データ:
──────────
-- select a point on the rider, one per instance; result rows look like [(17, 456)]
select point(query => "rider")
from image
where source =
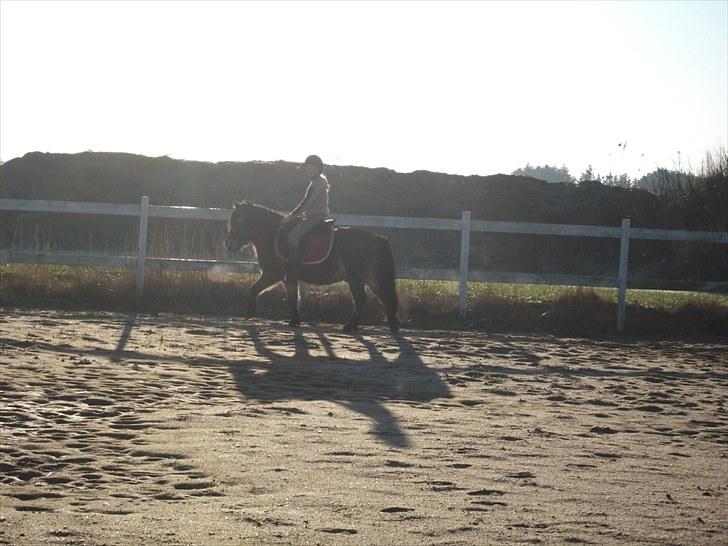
[(313, 208)]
──────────
上のエントリをすべて、列名を「本文」と「解答」とする2列のCSVに変換しなさい。1つのエントリを1行とし、本文と解答はそれぞれ改行を空白に置き換えたうえで二重引用符で囲んだ1つのフィールドに収め、画像は含めないこと。

本文,解答
"-- select a point on the rider, one per instance; result rows look like [(17, 456)] select point(query => ""rider"") from image where source =","[(313, 208)]"